-- BEGIN --

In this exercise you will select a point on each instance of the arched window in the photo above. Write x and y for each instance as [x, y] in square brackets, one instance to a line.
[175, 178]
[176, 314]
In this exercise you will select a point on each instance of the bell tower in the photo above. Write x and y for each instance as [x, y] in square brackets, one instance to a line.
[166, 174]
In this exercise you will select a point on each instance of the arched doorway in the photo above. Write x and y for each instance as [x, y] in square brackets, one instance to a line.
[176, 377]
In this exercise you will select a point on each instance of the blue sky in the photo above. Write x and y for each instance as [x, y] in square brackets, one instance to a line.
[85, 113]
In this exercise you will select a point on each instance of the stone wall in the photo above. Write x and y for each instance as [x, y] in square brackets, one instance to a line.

-- END --

Reproduce each record exactly as it appears.

In this exercise you will select a point on each instance of the arched window in the photo above. Write x and y for each instance as [x, y] in square brackets, one instance to a line.
[175, 178]
[176, 314]
In this exercise you will select a point on each instance of the bell tower in the photo above. Write x and y for each instance as [x, y] in square brackets, one instance to a line.
[166, 174]
In this exercise you will select a point on each instance of the arched doorway in the photo above. Write x and y for each instance as [x, y] in square brackets, one instance to a line.
[176, 377]
In this exercise you will select a point on each instance of the blue sky in the photo above. Write x and y for each instance as [x, y] in square brackets, one instance to a line.
[85, 113]
In this exercise you will select a point on each instance of the stone wall in the photo above. Write x and y for each instance as [x, y] in square brackets, one instance to a line.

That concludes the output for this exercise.